-- ACTIONS À MENER --
1. Pour chacune des affirmations suivantes, dites si elle concorde avec le texte sur le procès de Jeanne : répondez par oui ou par non et citez textuellement les mots du texte qui tranchent. (a) Selon les plaignants, la torture ne se limite pas au supplice de la question. (b) L'homme probe qui voulait diriger Jeanne fut autorisé à rester au procès. (c) Jeanne était majeure au moment du procès.
2. Poursuivez le texte sur le procès de Jeanne en reprenant juste après sa dernière phrase.

Tout cela, si on l'examine bien, les plaignants dirent que ce fut analogue à la torture et à la question ; en telle manière
que si Jeanne avait dit quelque chose contre elle-même, ce serait à mettre au compte de la violence et non de la vérité ;
bien plus, tout aveu, pendant cette persécution, serait à considérer
comme arraché par la violence et la torture. En effet par « torture » on ne doit pas seulement entendre le supplice de la question, mais aussi les autres douleurs, la faim, la soif et ce que le droit appelle « la mauvaise demeure », le
cachot horrible et très redoutable.
« En revanche les plaignants dirent que cette nullité vient de ce qu'à Jeanne, frêle et innocente, tout conseil ou aide juridique fut refusé, bien qu'il s'agît de questions subtiles
et difficiles de la foi. Or un tel refus est jugé inhumain et
contraire à la justice. Ils dirent en outre qu'un homme probe,
assistant un jour au procès, avait voulu diriger Jeanne et
qu'il fut expulsé avec des menaces terrifiantes, comme cela
ressort de ce même procès ; ajoutant que Jeanne était mineure
d'âge, et qu'elle n'avait pas la capacité d'ester en justice ou
d'agir sans curateur pour subir une sentence judiciaire, sinon
de manière nulle et non valable, au contraire de ce qui fut
ouvertement fait dans cette affaire.

-- ENTRÉES FOURNIES --
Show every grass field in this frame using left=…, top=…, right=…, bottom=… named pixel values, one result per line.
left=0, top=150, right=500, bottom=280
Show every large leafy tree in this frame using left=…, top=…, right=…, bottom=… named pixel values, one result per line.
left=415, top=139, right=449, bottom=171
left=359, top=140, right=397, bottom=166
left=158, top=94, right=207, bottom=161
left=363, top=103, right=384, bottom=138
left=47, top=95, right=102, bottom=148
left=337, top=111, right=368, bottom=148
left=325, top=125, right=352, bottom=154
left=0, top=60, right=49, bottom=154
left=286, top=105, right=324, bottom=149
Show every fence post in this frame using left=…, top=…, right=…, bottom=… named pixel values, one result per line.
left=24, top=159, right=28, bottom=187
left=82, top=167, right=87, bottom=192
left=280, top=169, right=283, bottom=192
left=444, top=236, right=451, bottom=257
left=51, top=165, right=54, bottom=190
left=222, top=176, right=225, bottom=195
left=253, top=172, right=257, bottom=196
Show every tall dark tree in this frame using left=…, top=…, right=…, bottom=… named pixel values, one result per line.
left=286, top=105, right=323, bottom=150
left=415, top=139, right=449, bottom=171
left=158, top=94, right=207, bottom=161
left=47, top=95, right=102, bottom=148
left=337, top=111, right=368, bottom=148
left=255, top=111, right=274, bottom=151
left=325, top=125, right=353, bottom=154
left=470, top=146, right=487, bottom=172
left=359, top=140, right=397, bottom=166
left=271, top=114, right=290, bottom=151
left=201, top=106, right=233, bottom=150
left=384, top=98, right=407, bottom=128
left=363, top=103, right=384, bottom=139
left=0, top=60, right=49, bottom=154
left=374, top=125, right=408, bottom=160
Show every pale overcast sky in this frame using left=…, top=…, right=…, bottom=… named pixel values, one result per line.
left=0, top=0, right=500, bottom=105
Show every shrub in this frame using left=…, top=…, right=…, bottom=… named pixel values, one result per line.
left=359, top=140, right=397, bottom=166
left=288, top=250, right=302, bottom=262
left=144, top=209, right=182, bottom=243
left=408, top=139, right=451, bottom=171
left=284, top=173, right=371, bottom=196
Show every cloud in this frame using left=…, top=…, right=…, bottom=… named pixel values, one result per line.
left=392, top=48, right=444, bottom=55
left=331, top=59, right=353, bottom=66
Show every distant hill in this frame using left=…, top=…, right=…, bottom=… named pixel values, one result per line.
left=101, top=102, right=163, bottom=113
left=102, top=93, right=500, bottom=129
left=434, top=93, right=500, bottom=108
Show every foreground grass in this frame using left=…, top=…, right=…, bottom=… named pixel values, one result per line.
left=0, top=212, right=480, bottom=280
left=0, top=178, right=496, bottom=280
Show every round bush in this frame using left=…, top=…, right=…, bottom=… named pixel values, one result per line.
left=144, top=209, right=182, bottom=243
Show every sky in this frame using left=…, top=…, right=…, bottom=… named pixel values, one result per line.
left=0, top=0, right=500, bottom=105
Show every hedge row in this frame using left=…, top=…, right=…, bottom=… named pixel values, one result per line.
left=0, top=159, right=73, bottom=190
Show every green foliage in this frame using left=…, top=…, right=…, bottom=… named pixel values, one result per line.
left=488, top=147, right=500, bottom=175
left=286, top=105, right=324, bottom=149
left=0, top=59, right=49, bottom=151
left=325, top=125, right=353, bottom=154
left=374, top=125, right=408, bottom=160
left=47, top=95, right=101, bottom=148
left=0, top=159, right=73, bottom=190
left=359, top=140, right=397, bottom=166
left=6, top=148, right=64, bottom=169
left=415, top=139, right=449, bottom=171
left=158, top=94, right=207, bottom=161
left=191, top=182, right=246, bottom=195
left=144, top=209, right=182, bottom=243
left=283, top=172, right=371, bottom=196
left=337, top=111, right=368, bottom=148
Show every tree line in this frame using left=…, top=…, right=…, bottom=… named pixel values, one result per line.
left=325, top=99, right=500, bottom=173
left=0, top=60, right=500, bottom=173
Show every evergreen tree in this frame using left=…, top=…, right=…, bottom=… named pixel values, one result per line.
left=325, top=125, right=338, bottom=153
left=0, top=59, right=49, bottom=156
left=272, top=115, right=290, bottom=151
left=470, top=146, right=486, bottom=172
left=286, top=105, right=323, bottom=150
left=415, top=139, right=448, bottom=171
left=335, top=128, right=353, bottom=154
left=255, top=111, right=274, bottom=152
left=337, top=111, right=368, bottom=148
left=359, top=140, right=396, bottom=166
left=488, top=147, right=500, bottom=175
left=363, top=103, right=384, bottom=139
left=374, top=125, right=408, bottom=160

-- RÉPONSES FINALES --
1.
(a) Oui : « on ne doit pas seulement entendre le supplice de la question, mais aussi les autres douleurs, la faim, la soif »
(b) Non : « il fut expulsé avec des menaces terrifiantes »
(c) Non : « Jeanne était mineure d'âge »

2.
« Les plaignants confirmèrent leurs dits, car on aurait dû
par un bénéfice du droit venir au secours de sa jeunesse et de sa minorité, et la considération de l'âge aurait dû conduire le juge à l'indulgence et à la remise de la peine ; cependant aucune indulgence ne fut manifestée envers Jeanne, mineure, comme on le voit par la rigueur excessive et cruelle des prétendues
sentences ; aussi de cette excessive sévérité des juges
le procès avec ses suites ou bien est nul, ou bien digne d'être annulé.
« Les plaignants d'autre part niaient l'authenticité de ce
prétendu jugement et du procès ; en effet, bien que le droit
prévoie que tous les actes d'un procès doivent être complètement
rédigés par écrit par un notaire fidèle ou deux personnes choisies, sans accorder aucune créance à qui juge
autrement, on négligea cependant de le faire. C'est le contraire
que firent ceux qui jugèrent, qui sont accusés et faux accusateurs ; car ils firent ou ordonnèrent de faire des retranchements
aux aveux de ladite Jeanne, et interdirent d'inscrire
ses excuses, rendant ainsi manifestement le procès avec ses
suites entaché de nullité et d'iniquité, vicié et nuisible.
« Les plaignants invoquèrent ouvertement la nullité du
procès, des sentences et de tout leur contenu, la fausseté,
le dol et l'iniquité évidente ; car par dol et méchanceté perfide
furent extraits faussement ces douze articles, commençant par « Une certaine femme », qu'on a mentionnés plus haut,
en omettant trop souvent parmi les déclarations de Jeanne
ce qu'elle avait avancé en faveur de la sincérité de ses intentions
et comme excuse valable, en tournant et interprétant tout dans un sens défavorable ; bien plus, par une méchanceté
empressée et croissante, en ajoutant beaucoup
de choses pernicieuses qui ne pouvaient se trouver dans ses
déclarations ; en taisant les excuses, les limitations et les
précisions desdites déclarations ; en omettant la soumission
au Siège apostolique souvent répétée par elle et tout le reste
favorable à sa justification.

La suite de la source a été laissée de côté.